Task description: Please write out only the lines running from the one with "box: [121, 82, 131, 94]" through the last line of the listing, each exactly as given.

*** Opening Given data ***

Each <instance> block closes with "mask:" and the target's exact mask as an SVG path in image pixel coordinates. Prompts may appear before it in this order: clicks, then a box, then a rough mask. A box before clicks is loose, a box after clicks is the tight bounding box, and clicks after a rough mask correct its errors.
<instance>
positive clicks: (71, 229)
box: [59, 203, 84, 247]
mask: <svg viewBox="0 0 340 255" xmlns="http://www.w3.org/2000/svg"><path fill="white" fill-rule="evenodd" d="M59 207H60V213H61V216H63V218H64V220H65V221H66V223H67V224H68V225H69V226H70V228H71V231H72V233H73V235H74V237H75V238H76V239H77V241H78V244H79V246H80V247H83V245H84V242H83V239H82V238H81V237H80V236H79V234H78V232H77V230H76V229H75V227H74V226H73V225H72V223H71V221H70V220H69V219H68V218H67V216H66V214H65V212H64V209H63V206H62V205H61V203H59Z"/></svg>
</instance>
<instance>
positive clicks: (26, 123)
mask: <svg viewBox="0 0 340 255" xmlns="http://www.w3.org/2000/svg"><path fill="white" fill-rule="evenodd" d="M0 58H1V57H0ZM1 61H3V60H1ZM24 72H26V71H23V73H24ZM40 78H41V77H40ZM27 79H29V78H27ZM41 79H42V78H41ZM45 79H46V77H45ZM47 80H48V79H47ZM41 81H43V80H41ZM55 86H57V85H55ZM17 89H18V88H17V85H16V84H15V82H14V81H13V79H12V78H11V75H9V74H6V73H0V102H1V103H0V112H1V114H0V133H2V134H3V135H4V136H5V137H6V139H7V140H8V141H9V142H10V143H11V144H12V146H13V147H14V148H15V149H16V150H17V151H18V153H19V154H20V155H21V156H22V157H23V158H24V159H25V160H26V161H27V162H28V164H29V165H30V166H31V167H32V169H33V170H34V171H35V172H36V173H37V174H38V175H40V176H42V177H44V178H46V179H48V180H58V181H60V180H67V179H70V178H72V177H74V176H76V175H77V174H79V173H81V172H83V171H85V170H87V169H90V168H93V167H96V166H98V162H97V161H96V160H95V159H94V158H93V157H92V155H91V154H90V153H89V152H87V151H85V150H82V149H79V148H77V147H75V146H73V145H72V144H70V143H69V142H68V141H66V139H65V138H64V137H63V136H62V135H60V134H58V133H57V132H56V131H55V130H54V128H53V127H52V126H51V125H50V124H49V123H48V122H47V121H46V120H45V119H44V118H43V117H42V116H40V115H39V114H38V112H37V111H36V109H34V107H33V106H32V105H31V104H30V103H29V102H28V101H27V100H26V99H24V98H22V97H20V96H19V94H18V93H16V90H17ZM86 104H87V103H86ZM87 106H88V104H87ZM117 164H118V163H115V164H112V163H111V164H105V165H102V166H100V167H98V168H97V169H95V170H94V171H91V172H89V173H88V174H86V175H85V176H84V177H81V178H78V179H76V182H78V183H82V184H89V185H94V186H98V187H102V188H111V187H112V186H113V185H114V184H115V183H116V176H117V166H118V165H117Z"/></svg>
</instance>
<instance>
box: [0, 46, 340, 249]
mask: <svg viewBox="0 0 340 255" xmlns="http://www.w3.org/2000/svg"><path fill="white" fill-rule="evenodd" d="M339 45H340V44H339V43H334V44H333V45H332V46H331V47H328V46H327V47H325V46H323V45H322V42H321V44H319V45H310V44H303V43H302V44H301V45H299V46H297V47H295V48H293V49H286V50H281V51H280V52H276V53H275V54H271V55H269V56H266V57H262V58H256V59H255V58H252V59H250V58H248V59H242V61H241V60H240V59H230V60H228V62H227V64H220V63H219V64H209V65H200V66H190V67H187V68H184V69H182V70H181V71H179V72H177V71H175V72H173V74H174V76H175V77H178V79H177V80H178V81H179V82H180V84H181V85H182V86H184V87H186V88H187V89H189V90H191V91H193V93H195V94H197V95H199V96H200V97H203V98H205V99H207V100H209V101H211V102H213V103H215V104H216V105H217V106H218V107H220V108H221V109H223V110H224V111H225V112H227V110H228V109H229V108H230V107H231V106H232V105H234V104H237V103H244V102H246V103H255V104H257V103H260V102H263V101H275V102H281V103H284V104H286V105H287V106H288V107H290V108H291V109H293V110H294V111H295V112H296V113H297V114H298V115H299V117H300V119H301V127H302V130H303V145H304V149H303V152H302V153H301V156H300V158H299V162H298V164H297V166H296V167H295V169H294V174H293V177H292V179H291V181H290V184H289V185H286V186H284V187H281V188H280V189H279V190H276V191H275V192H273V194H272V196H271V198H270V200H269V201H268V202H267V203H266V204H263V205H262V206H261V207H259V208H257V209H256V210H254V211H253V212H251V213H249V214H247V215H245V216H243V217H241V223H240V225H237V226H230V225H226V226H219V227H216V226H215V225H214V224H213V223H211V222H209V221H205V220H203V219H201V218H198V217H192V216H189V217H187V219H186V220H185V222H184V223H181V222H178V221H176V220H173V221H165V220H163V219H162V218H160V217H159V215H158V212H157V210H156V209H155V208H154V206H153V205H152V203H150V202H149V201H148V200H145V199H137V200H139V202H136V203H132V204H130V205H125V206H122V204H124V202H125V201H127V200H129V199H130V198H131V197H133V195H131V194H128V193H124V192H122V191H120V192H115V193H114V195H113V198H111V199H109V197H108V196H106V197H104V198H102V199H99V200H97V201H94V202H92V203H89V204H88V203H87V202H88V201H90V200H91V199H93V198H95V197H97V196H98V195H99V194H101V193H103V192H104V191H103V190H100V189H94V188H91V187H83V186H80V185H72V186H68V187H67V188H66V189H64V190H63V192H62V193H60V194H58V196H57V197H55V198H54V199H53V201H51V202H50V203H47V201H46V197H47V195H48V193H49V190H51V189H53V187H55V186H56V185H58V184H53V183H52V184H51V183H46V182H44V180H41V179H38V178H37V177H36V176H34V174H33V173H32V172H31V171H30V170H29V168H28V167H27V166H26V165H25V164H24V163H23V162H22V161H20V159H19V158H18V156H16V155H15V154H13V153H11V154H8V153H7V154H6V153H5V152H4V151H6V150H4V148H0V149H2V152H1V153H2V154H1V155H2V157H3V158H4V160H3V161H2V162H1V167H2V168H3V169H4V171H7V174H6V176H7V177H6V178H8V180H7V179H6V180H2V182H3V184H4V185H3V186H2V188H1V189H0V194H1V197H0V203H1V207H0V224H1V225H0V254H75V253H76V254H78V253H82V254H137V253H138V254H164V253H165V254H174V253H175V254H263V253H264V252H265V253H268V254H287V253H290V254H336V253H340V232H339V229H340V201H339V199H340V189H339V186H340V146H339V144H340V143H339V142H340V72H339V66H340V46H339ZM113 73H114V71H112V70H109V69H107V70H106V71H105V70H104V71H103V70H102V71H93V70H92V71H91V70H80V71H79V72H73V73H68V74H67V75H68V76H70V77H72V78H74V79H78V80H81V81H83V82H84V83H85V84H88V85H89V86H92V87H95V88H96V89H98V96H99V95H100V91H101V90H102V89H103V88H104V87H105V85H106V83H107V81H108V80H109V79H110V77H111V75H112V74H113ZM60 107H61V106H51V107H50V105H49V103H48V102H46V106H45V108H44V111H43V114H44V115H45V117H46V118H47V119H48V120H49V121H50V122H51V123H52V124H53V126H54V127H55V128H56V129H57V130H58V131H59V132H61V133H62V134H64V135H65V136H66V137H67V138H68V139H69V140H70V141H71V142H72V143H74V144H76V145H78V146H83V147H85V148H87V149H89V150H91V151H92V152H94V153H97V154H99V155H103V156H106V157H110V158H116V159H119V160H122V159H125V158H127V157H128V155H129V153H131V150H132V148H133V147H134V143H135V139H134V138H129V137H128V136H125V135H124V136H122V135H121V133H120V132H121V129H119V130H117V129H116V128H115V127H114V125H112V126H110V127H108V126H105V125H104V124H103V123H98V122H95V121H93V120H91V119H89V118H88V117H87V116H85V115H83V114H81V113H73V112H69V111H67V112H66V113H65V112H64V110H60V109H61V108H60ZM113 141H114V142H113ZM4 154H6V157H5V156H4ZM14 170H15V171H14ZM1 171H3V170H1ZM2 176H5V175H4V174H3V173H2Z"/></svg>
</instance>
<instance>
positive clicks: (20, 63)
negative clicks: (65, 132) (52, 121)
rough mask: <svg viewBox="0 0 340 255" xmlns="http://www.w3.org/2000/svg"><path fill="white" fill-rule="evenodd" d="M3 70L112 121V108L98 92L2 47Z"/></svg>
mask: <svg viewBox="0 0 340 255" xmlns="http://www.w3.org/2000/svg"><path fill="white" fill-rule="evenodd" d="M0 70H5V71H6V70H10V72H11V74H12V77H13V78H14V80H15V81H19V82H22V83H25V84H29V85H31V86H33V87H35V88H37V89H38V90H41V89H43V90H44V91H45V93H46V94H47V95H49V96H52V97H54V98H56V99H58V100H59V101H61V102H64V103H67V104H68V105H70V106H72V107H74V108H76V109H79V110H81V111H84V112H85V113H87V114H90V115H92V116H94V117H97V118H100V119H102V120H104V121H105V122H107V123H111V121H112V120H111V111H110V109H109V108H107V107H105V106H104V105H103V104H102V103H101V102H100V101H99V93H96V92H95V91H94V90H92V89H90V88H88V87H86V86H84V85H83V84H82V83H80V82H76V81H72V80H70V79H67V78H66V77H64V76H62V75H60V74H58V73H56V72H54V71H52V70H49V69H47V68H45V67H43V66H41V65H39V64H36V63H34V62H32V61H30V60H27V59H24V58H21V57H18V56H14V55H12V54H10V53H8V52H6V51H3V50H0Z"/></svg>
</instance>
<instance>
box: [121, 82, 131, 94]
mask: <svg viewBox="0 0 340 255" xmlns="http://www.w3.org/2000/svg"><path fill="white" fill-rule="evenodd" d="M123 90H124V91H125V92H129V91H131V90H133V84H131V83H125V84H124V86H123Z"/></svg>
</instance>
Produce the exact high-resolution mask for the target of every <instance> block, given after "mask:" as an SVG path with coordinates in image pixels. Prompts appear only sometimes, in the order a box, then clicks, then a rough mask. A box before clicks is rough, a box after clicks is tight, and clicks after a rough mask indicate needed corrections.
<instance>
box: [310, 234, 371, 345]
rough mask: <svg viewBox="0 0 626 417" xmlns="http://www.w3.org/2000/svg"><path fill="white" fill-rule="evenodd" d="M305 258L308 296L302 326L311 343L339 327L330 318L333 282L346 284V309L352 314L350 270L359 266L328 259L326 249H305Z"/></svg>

*** Closing Given data ***

Response:
box: [121, 82, 131, 94]
mask: <svg viewBox="0 0 340 255" xmlns="http://www.w3.org/2000/svg"><path fill="white" fill-rule="evenodd" d="M123 90H124V91H125V92H129V91H131V90H133V84H131V83H125V84H124V86H123Z"/></svg>
</instance>
Produce the exact high-resolution mask for the target of every <instance> block, given after "mask:" as an SVG path with coordinates in image pixels. Prompts appear only sometimes, in the order a box, then clicks, then a rough mask. A box before clicks is rough, a box after clicks is tight, and clicks after a rough mask indicate needed corrections.
<instance>
box: [310, 234, 371, 345]
rough mask: <svg viewBox="0 0 626 417" xmlns="http://www.w3.org/2000/svg"><path fill="white" fill-rule="evenodd" d="M305 258L308 296L302 326L311 343L339 327L330 318L333 282L346 284V309L352 314L350 270L359 266L328 259L326 249H305Z"/></svg>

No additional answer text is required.